(Picture annotation records)

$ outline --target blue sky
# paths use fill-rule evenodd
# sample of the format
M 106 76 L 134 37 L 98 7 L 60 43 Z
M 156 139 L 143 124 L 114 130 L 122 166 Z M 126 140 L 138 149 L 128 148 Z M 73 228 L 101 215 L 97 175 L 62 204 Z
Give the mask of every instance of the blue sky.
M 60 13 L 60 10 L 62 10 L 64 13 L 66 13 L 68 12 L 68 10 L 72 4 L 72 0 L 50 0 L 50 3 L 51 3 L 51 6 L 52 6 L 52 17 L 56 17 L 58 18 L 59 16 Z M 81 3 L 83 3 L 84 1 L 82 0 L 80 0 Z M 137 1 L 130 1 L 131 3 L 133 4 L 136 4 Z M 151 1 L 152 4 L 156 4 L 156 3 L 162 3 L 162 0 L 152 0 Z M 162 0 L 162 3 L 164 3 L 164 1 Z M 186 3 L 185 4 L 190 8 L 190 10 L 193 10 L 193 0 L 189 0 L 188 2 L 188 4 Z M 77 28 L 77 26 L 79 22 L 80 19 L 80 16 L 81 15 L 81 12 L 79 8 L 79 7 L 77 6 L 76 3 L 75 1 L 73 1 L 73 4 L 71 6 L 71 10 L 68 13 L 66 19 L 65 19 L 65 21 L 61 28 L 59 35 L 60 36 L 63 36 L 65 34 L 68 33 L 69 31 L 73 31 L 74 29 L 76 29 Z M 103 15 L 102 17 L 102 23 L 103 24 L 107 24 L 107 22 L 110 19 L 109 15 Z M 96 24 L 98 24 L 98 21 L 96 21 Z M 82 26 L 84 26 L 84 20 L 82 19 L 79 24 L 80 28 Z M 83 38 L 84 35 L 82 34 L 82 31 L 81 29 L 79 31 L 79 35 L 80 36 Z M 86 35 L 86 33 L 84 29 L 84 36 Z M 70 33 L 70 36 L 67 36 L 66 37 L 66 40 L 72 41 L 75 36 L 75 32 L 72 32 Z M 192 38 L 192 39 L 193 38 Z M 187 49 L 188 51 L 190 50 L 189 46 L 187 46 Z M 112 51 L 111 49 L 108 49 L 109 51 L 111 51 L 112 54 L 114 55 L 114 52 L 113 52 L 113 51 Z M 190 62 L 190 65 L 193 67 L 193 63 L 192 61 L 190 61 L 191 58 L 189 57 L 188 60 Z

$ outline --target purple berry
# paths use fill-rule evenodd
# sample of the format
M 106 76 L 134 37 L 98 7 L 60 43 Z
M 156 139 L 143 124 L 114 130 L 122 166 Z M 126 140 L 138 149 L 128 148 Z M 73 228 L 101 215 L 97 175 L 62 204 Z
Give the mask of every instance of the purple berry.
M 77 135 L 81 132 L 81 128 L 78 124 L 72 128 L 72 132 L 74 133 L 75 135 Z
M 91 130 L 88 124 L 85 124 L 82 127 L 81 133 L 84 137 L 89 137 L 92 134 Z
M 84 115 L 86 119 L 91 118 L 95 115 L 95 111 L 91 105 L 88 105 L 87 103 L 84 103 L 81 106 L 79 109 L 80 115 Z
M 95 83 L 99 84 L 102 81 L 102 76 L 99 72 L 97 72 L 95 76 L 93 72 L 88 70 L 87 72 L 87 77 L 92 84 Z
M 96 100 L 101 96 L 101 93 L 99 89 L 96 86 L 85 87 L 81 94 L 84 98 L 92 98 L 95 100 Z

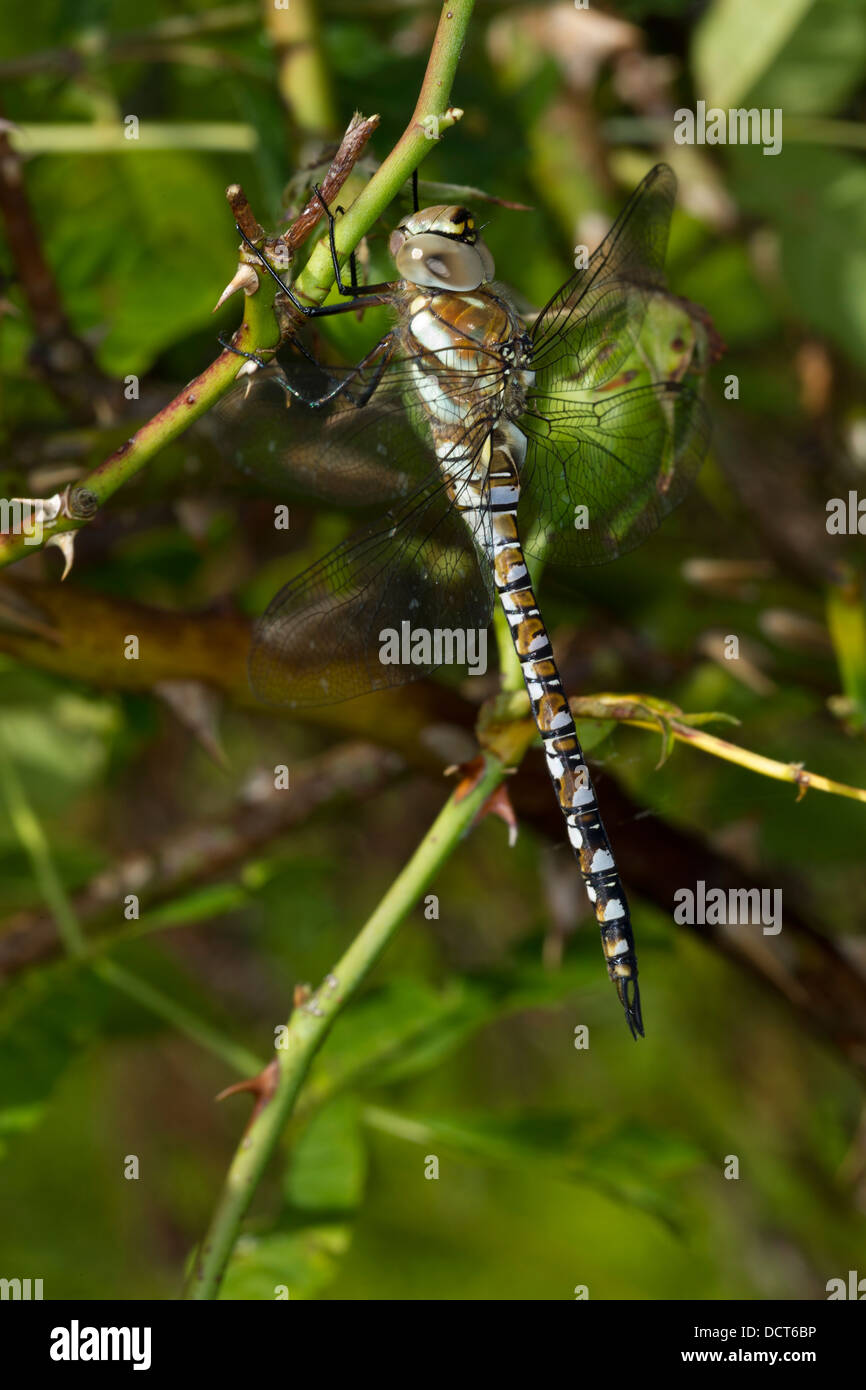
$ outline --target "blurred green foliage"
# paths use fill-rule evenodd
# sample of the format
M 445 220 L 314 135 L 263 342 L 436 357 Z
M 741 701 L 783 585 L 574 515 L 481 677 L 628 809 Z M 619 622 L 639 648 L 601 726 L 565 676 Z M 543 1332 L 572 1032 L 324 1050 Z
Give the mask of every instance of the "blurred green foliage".
M 197 0 L 185 14 L 209 10 Z M 436 6 L 322 0 L 318 13 L 335 108 L 335 129 L 321 135 L 338 136 L 354 108 L 378 110 L 381 158 L 414 106 Z M 632 26 L 616 51 L 566 3 L 480 4 L 455 88 L 464 120 L 421 171 L 531 204 L 482 208 L 498 274 L 531 306 L 569 272 L 580 215 L 613 214 L 656 158 L 670 158 L 681 179 L 671 285 L 727 342 L 712 373 L 716 448 L 695 498 L 617 566 L 545 574 L 548 621 L 574 638 L 575 694 L 645 689 L 687 710 L 723 709 L 740 719 L 731 737 L 742 745 L 866 785 L 862 737 L 828 706 L 841 680 L 826 632 L 798 646 L 767 620 L 785 612 L 822 624 L 834 566 L 859 582 L 862 539 L 841 539 L 826 560 L 812 537 L 826 545 L 826 499 L 863 486 L 866 470 L 863 4 L 639 0 L 609 13 Z M 175 14 L 164 0 L 140 0 L 133 14 L 121 0 L 33 0 L 6 14 L 0 63 L 3 114 L 24 140 L 43 122 L 68 135 L 129 113 L 249 138 L 249 153 L 182 133 L 170 150 L 76 153 L 58 136 L 25 164 L 75 331 L 107 374 L 142 375 L 160 403 L 238 317 L 234 302 L 210 313 L 236 263 L 225 185 L 242 182 L 275 228 L 284 185 L 316 145 L 299 129 L 303 93 L 286 117 L 254 7 L 189 40 L 209 61 L 183 57 L 182 42 L 164 61 L 110 46 L 100 56 L 97 40 Z M 83 54 L 79 67 L 51 57 L 64 49 Z M 783 153 L 674 146 L 670 113 L 696 99 L 783 107 Z M 384 228 L 368 256 L 370 278 L 386 275 Z M 19 495 L 33 457 L 75 446 L 70 456 L 96 463 L 114 438 L 97 427 L 64 434 L 63 409 L 28 361 L 19 286 L 6 295 L 22 311 L 0 320 L 0 482 Z M 325 336 L 352 360 L 379 329 L 371 316 Z M 724 396 L 728 374 L 738 400 Z M 67 582 L 177 612 L 259 612 L 350 524 L 302 506 L 289 542 L 268 538 L 260 499 L 204 460 L 195 441 L 167 450 L 82 532 Z M 744 470 L 756 491 L 741 486 Z M 776 513 L 795 503 L 812 530 L 791 523 L 780 537 Z M 695 557 L 771 564 L 719 589 L 687 581 Z M 26 567 L 54 578 L 57 556 Z M 712 632 L 749 642 L 756 678 L 713 659 Z M 156 694 L 0 660 L 1 735 L 70 892 L 121 856 L 228 817 L 256 769 L 295 766 L 329 742 L 227 705 L 217 766 Z M 656 770 L 657 738 L 634 730 L 610 731 L 595 756 L 602 805 L 616 777 L 671 833 L 694 831 L 744 874 L 784 883 L 819 930 L 863 959 L 860 805 L 817 794 L 796 803 L 788 787 L 681 748 Z M 442 796 L 414 776 L 363 806 L 327 808 L 146 913 L 138 940 L 113 956 L 265 1059 L 293 988 L 328 972 Z M 631 828 L 610 824 L 614 845 Z M 567 847 L 525 831 L 506 853 L 503 840 L 491 820 L 473 833 L 435 885 L 439 917 L 418 905 L 341 1017 L 224 1295 L 274 1298 L 285 1286 L 292 1298 L 570 1298 L 587 1284 L 592 1298 L 820 1298 L 858 1259 L 862 1272 L 866 1150 L 852 1068 L 742 965 L 641 901 L 648 1038 L 635 1047 L 588 916 L 562 960 L 550 955 L 555 883 L 570 873 L 580 891 Z M 42 910 L 1 806 L 0 874 L 1 941 L 15 913 Z M 577 908 L 577 895 L 569 901 Z M 101 923 L 128 927 L 120 915 Z M 585 1051 L 574 1045 L 582 1023 Z M 177 1297 L 249 1109 L 246 1098 L 213 1104 L 236 1080 L 225 1061 L 86 963 L 57 959 L 11 976 L 0 1038 L 0 1275 L 43 1277 L 49 1298 Z M 124 1179 L 131 1154 L 138 1182 Z M 430 1155 L 438 1180 L 425 1179 Z M 723 1177 L 727 1155 L 740 1158 L 738 1182 Z

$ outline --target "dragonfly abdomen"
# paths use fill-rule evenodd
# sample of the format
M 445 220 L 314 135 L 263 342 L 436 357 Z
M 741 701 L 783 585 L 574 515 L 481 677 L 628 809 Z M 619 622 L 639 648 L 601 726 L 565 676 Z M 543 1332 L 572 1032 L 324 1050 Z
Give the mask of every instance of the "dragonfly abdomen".
M 496 592 L 544 741 L 548 771 L 566 819 L 569 842 L 595 908 L 607 973 L 616 986 L 631 1033 L 637 1037 L 644 1033 L 644 1023 L 628 902 L 563 691 L 553 646 L 530 581 L 517 528 L 523 436 L 520 436 L 520 431 L 512 424 L 500 425 L 492 435 L 488 506 Z

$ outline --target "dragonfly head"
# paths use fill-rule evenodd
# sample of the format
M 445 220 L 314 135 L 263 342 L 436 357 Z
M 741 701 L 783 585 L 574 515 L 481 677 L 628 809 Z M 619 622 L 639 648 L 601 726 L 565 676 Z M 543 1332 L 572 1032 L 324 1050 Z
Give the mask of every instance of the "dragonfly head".
M 424 207 L 413 213 L 389 242 L 403 279 L 430 289 L 463 292 L 493 278 L 493 257 L 466 207 Z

* **Task prompt**: How many lines in the material above contain the string "every", with case taken into account? Reply with the count alone.

* **Exercise answer**: 5